[Source data]
────────

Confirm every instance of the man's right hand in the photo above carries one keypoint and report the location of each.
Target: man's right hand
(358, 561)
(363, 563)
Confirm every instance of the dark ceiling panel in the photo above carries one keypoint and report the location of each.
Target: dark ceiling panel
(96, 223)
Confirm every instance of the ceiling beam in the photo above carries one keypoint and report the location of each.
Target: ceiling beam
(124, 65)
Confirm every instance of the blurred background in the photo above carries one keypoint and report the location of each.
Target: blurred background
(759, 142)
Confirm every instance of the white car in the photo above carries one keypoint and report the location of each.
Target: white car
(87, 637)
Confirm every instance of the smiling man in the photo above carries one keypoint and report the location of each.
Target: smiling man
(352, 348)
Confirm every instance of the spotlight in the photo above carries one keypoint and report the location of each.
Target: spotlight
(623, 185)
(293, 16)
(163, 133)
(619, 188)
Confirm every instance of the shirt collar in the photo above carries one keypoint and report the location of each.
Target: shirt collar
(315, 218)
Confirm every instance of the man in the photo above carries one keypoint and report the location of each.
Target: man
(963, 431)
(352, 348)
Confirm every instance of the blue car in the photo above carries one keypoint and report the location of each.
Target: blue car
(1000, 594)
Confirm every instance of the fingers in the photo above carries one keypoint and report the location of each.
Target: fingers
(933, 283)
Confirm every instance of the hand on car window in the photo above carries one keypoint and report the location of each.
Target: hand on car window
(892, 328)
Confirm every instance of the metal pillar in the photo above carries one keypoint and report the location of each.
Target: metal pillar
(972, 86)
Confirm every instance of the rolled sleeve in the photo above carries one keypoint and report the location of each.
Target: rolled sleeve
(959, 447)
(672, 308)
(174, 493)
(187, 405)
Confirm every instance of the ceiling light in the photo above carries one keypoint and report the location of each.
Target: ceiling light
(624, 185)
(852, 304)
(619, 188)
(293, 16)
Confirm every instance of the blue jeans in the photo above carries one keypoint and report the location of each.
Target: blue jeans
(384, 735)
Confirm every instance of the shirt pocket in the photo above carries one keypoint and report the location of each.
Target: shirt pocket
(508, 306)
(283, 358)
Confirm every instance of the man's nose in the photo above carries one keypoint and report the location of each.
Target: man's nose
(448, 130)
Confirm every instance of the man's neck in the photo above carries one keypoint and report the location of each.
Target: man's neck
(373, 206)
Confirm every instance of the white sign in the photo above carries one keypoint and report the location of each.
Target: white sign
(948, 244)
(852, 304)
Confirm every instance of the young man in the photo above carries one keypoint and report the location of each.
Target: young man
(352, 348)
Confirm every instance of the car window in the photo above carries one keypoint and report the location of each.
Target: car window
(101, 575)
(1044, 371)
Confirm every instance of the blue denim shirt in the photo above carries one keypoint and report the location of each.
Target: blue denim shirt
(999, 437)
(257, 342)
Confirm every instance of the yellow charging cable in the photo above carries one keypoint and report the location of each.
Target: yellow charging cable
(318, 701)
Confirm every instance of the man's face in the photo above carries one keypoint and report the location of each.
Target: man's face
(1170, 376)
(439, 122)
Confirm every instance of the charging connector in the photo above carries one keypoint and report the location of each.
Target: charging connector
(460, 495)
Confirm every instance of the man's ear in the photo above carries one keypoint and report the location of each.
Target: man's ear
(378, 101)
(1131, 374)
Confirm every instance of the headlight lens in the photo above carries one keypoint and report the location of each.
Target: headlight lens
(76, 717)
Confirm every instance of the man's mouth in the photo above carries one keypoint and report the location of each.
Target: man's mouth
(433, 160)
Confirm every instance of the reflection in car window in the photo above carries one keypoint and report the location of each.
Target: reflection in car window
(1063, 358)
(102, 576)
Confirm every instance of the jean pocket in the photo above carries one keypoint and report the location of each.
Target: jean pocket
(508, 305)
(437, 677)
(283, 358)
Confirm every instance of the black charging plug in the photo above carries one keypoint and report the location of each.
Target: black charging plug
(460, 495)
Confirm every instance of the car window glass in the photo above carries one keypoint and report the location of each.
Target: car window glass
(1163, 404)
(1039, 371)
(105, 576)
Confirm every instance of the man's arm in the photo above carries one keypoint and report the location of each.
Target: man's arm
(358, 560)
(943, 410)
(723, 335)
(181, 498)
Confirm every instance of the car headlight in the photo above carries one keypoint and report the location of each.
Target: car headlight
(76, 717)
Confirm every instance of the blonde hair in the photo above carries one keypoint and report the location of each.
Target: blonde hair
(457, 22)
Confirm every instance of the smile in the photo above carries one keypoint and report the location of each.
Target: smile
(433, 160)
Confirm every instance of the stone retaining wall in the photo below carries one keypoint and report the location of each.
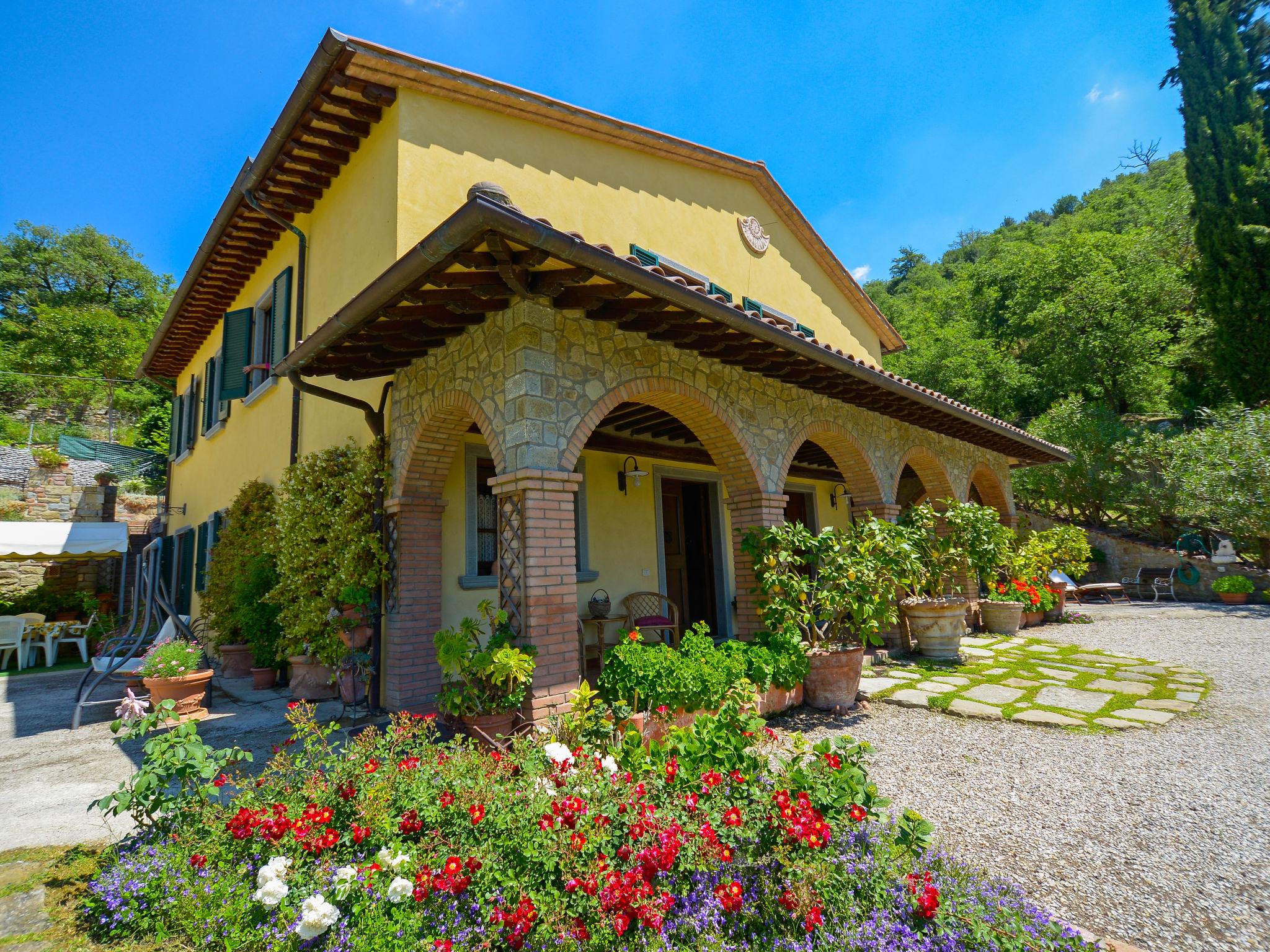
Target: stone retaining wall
(1126, 557)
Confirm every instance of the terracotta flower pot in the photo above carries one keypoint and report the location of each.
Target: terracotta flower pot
(778, 699)
(310, 679)
(357, 638)
(487, 728)
(263, 678)
(1001, 617)
(936, 624)
(235, 660)
(187, 691)
(833, 678)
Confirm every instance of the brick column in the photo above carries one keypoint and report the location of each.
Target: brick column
(411, 674)
(751, 509)
(538, 575)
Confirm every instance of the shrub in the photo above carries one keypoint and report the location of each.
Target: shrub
(486, 674)
(394, 842)
(242, 573)
(1233, 586)
(172, 659)
(47, 457)
(832, 588)
(326, 542)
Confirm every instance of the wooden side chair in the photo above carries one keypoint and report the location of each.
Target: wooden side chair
(653, 612)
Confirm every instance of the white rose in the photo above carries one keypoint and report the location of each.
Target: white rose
(271, 892)
(316, 915)
(401, 890)
(276, 868)
(558, 753)
(345, 879)
(388, 860)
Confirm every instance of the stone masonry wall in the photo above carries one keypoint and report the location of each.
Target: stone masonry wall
(1126, 557)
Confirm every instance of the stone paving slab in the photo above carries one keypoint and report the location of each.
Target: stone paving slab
(1038, 682)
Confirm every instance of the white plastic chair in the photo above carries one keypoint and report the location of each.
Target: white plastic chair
(45, 644)
(75, 635)
(13, 639)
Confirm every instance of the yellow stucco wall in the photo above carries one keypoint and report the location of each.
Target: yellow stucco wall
(619, 197)
(621, 530)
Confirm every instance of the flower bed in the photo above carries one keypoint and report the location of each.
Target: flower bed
(705, 842)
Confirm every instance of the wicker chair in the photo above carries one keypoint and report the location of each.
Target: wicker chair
(653, 612)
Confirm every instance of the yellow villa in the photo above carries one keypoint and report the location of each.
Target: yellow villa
(595, 351)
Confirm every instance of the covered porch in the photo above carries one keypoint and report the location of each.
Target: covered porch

────────

### Task objective
Substitute "Object" for each "Target" in the rows above, and leave everything else unchanged. Leave the pictures out of your answer.

### Final result
Confirm every instance of the man's right hand in the photo above carries one keypoint and report the location of each.
Object: man's right hand
(358, 561)
(363, 563)
Confirm every instance of the dark ceiling panel in the photo above carries one keypoint and report the location of each.
Object: dark ceiling panel
(96, 223)
Confirm every instance of the ceiling beam in the photo above carries one keypoint and report the location of each.
Object: ceiling beam
(124, 65)
Confirm every instance of the blurred background in the photo above carries one keypoint and report the location of each.
Object: blurred background
(759, 142)
Confirm every instance of the white car in the photo above carries one keypoint and report the location of each.
Object: white car
(87, 637)
Confirm every instance of the smiling man in the photo above carries one keypoint and report the location of each.
Object: smiling man
(352, 348)
Confirm every instance of the spotlight in the photo above carries one keypoint and report the location of each.
Object: spotlight
(623, 185)
(293, 16)
(163, 133)
(619, 188)
Confirm every instance of the shirt collar in the photo above carries one keypoint and report the location of each.
Object: shirt collar
(315, 218)
Confirm every instance of the man in the photo above carries one keypoint and report the location of each.
Object: man
(963, 431)
(352, 348)
Confirm every instance of the blue car in the photo above carries one keypoint and report the location of each.
Object: blue car
(1000, 594)
Confirm every instance of the fingers in the photo above carries one keypoint and report the location of each.
Object: fingers
(933, 283)
Confirm every instance of the hand on car window in the photo above carries one keypoint and report the location of each.
Object: hand on car window
(892, 328)
Confirm every instance of the metal pillar in the photo above carries one keypoint and report the location of each.
Object: metal pillar
(972, 86)
Confirm every instance of the rolled sleeve in the photo above carries one keypoint and report the location of each.
Object: rolled sleeve
(959, 447)
(672, 308)
(174, 493)
(187, 405)
Confirm every instance of the ceiling light in the photo above carries one keypoint and report the location of each.
Object: ceiling light
(624, 185)
(852, 304)
(619, 188)
(293, 16)
Confirm every instance of the blue jeans in the photo above carries one keypoint and report the location of each.
Object: blue jeans
(384, 735)
Confirm every instance of the shirt pocket in the photo above carries one keypoint and report the location of each.
Object: shirt pocket
(508, 306)
(283, 358)
Confirm every instance of the man's nose in the photo above carries one keypoint and report the location of each.
Object: man's nose
(448, 130)
Confirm every instance of the man's neck in the photo above carries one keypoint and report the location of each.
Object: man's neck
(373, 206)
Confirm every instance of the white sign in the photo above carries one keypoint and report the location of each.
Object: white sign
(948, 244)
(852, 304)
Confirm every instance of the young man in the photo above carries one keypoint and report the location of each.
Object: young man
(352, 348)
Confirm every instance of the car window in the photo above carries one keypoint and report the location of each.
Object: car window
(101, 575)
(1044, 371)
Confirm every instance of the blue denim shirt in the photo above carries one keypoint and report the location of each.
Object: blue denim shirt
(999, 437)
(257, 342)
Confirm every instance of the yellow charging cable in the photo above carries one keypoint and report the location of each.
Object: yellow charging cable
(318, 701)
Confirm every instance of the man's face in the photo above carries one keypoint and report the location of each.
Object: man's face
(1170, 376)
(439, 122)
Confirm every instance of the charging connector in the photo above carries one keypoint and report the location of each.
Object: charging connector
(460, 495)
Confirm every instance of the man's ear in the photo above carries one keypoint and report the location of each.
Object: man's ear
(378, 101)
(1131, 374)
Confirm every instance of the headlight lens in the photo above carries one keypoint and report the location of each.
Object: headlight lens
(76, 717)
Confirm every instance of the man's mouth in the photo above carries one keypoint and report the location of each.
Object: man's mouth
(433, 160)
Confirm every instance of the reflection in car window in the photo above carries one keypoint and report the location of each.
Object: reflection in car window
(1063, 358)
(102, 576)
Confirm every instance of the jean pocket in the photo above carries one keypoint and report the location of each.
Object: jean pocket
(508, 305)
(437, 677)
(283, 358)
Confirm every instance of the black charging plug in the photo above carries one keypoint and report the location of each.
Object: black charging plug
(460, 495)
Confirm every instance of the car window glass in the photo above carries one keypoint and report the location of each.
Object: car window glass
(1163, 404)
(1039, 371)
(105, 576)
Confirm every instance of the man's arm in the photo above carries one keypoint and report the location of each.
Object: man's arm
(358, 560)
(943, 410)
(723, 335)
(181, 498)
Confirm every instance of the car headlight in the photo above carries one keypoint and report the location of each.
Object: car headlight
(76, 717)
Confirm every instance of the blonde hair in the photo above carries one keypoint and report the location of each.
Object: blonde hair
(457, 22)
Confirm every instance of the smile in the photo above carries one keypoint and report the location of each.
Object: smile
(433, 160)
Confirm every instance of the stone retaining wall in the photo below carries one keypoint and report the location of each.
Object: stone retaining wall
(1126, 557)
Confirm every instance of the terracotta flower pot in the photo above carries one keypoint and report the location of each.
Object: terracotta flower pot
(778, 699)
(310, 679)
(357, 638)
(487, 728)
(263, 678)
(1001, 617)
(936, 624)
(235, 660)
(187, 691)
(833, 678)
Confirm every instance of the brick column in the photo above carries one keypoint and report the location of each.
Object: brick column
(411, 674)
(751, 509)
(538, 575)
Confirm every instance of the shrub in the photo above carries one keypoint and report the location of each.
Object: shrub
(486, 674)
(394, 842)
(242, 573)
(1233, 586)
(172, 659)
(47, 457)
(832, 588)
(326, 542)
Confirm every instance of the wooden side chair in the photo above carries one keypoint and report the location of each.
Object: wooden side chair
(653, 612)
Confirm every instance of the white rose in the photo above carries one keypoint and report the location of each.
Object: white rose
(271, 892)
(316, 915)
(401, 890)
(276, 868)
(558, 753)
(345, 879)
(388, 860)
Confirm every instance of the stone masonry wall in the photo above carries one keypoint and report the location of each.
Object: stone masonry wall
(1126, 557)
Confirm every instance of the stone paving slab in the photo above carries one keypoint and report the location of each.
Object: stone paving slab
(1038, 682)
Confirm every instance of the white plastic chair in the photo above carries one keypoint and report the location of each.
Object: white plastic chair
(45, 644)
(75, 635)
(13, 639)
Confirm every instance of the yellow stucco wall in the photo above carries one keypoint and report the location of each.
Object: yellow stucco wall
(619, 197)
(621, 530)
Confirm every instance of the flower bed in the photo above carries one keypoint and report the location of each.
Object: flower bed
(705, 842)
Confirm every instance of the wicker chair in the photo above carries one keypoint and report the location of each.
Object: wicker chair
(653, 612)
Confirm every instance of the yellow villa in the photo above carries one keypoint and report the location of each.
Object: yellow villa
(595, 351)
Confirm every instance of the covered porch in the photo above carries one keypoint and report the location of each.
Object: covered porch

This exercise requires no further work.